▶ Work instructions
Find each line in the listing below that contains the word "plant" and copy those lines out.

▶ Supplied data
# # # #

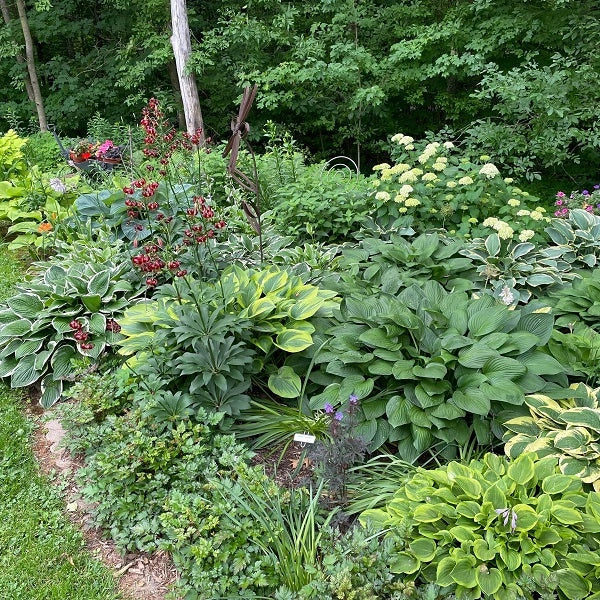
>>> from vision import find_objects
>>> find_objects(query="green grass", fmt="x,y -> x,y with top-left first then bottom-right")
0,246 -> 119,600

# # # #

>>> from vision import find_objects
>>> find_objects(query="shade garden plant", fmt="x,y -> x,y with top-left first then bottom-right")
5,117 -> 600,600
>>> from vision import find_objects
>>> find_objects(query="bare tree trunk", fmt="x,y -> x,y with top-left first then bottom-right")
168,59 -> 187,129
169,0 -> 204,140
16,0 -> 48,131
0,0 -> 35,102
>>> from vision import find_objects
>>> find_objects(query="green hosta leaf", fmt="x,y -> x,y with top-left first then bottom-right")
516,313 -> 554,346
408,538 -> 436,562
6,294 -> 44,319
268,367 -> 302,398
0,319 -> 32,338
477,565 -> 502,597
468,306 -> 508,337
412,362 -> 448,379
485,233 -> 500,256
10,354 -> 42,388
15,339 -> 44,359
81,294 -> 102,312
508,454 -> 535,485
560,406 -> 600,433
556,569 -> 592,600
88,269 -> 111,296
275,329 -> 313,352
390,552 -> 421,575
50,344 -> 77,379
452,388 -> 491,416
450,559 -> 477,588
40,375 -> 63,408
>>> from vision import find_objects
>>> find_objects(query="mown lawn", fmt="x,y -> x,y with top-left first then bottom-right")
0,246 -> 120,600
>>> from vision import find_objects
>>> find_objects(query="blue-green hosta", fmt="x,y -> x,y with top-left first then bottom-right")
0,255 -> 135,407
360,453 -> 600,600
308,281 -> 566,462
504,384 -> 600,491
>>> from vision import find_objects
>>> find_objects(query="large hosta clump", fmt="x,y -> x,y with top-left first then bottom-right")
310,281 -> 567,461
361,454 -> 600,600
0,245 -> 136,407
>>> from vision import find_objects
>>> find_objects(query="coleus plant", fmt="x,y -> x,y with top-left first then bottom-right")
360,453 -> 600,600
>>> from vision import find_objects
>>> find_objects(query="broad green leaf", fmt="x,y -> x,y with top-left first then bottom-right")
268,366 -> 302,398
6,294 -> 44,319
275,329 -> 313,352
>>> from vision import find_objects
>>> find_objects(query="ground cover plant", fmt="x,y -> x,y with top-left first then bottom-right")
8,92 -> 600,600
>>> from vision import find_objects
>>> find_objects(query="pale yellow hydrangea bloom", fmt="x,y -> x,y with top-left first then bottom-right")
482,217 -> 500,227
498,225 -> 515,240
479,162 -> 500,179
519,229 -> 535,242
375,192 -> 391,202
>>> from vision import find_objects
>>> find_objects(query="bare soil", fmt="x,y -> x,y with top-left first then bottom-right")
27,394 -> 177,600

# # # #

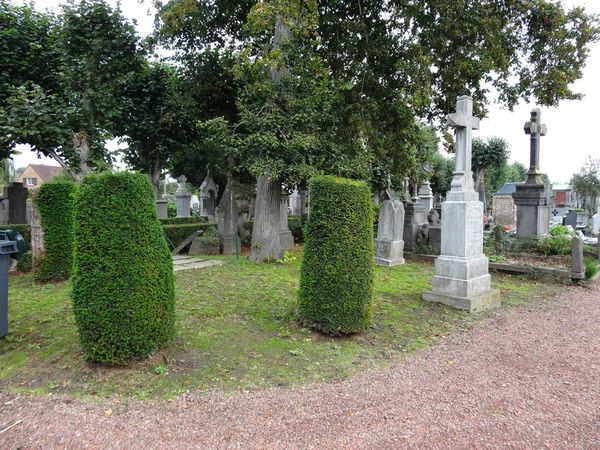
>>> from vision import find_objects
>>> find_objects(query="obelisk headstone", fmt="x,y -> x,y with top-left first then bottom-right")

# # # #

▶ Reply
>>> find_objects(query="shade garden plant", fmt="x,y -> x,y with top-left first then bottom-right")
>>> find_objects(query="coleus plant", fmt="x,y -> x,y with top-left first then bottom-right")
>>> find_objects(query="ground cover plant", fmt="x,y -> x,y with top-left first then bottom-right")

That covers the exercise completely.